* [Trecho apresentado]
○ ○ ○ ○
Incluído pela Emenda Constitucional nº 19 de 1998, o princípio da eficiência tornou expressa a necessidade de a Administração Pública ampliar seu desempenho em função dos recursos disponíveis.37 A intepretação desse princípio sob a ótica constitucional permite compreender que o alcance da eficiência também está conectado com a expansão da concretização dos direitos fundamentais. Ainda, a eficiência pode ser vista como um mecanismo de controle da discricionariedade administrativa, tornando ainda mais rigorosa a responsabilidade do agente público, alcançando tanto o resultado quanto o processo.38
A eficiência estatal é um dos objetivos da Estratégia de Governo Digital - 2020 a 2022, instituída pelo Decreto nº 10.332, de 2020, que fixa como meta para 2022 a oferta digital de todos os serviços públicos federais digitalizáveis, além da unificação das bases de dados nacionais para maior agilidade do processamento das informações.39 Desse modo, o governo federal propõe-se a reduzir o volume de recursos (financeiros e de tempo) necessários para o exercício desses serviços públicos.40
A ideia de tecnologia está conectada com a ideia de ciência: enquanto a ciência engloba a teoria, a compreensão da natureza e de suas leis, a tecnologia corresponde às ferramentas úteis ao ser humano, sendo que esta decorre daquela.41 Ainda, a informação diz respeito ao conhecimento (ou seja, à ciência), e o sistema compreende a organização das informações. O sistema de informação teria, então, a finalidade de organizar a informação disponível de modo a sustentar a atividade informacional e permitir sua automação.42
A rápida expansão e atualização das tecnologias e sistemas de informação reflete-se no curto intervalo de tempo existente entre as revoluções industriais, sendo que a quarta revolução se caracteriza pela velocidade, alcance e o impacto dos sistemas.43
Nesse ponto é importante associar o termo “efetividade”, ou seja, a capacidade que a inovação tem de produzir um efeito real no mundo dos fatos. Dessa forma, não basta que o sistema de prova de vida seja eficiente sob a ótica da relação de custo e benefício, mas que também possa ser efetivo. Assim, a efetividade do sistema reside na possibilidade concreta de os segurados poderem acessar os benefícios sem sair de casa. A inovação proposta, então, não é apenas eficiente sob a ótica da Administração Pública, mas também efetiva para o cidadão.
Esse cenário amolda-se ao que se pretende a título de desenvolvimento que, para Schumpeter, está ligado à ideia de rompimento, transformação da realidade socioeconômica, com a impossibilidade de retorno à realidade anterior (“leap-like changes”).44Desse modo, as alterações promovidas em virtude da situação epidemiológica tendem a permanecer vigentes mesmo após o levantamento das medidas impostas para retenção da propagação, já que alteram a forma como o cidadão interage com a Administração Pública.
○ ○ ○ ○
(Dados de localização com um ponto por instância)
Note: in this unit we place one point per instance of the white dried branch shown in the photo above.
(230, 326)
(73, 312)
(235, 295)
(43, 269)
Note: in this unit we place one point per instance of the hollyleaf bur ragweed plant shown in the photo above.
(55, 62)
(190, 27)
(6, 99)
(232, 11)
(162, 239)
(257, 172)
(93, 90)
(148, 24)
○ ○ ○ ○
* [Requisitos das tarefas]
(1) No trecho apresentado, qual emenda constitucional incluiu o princípio da eficiência?
(2) Reproduza o trecho apresentado desde “Esse cenário amolda-se” até “a Administração Pública.”, inclusive.

* [Respostas]
(1) A Emenda Constitucional nº 19 de 1998.

(2)
Esse cenário amolda-se ao que se pretende a título de desenvolvimento que, para Schumpeter, está ligado à ideia de rompimento, transformação da realidade socioeconômica, com a impossibilidade de retorno à realidade anterior (“leap-like changes”).44Desse modo, as alterações promovidas em virtude da situação epidemiológica tendem a permanecer vigentes mesmo após o levantamento das medidas impostas para retenção da propagação, já que alteram a forma como o cidadão interage com a Administração Pública.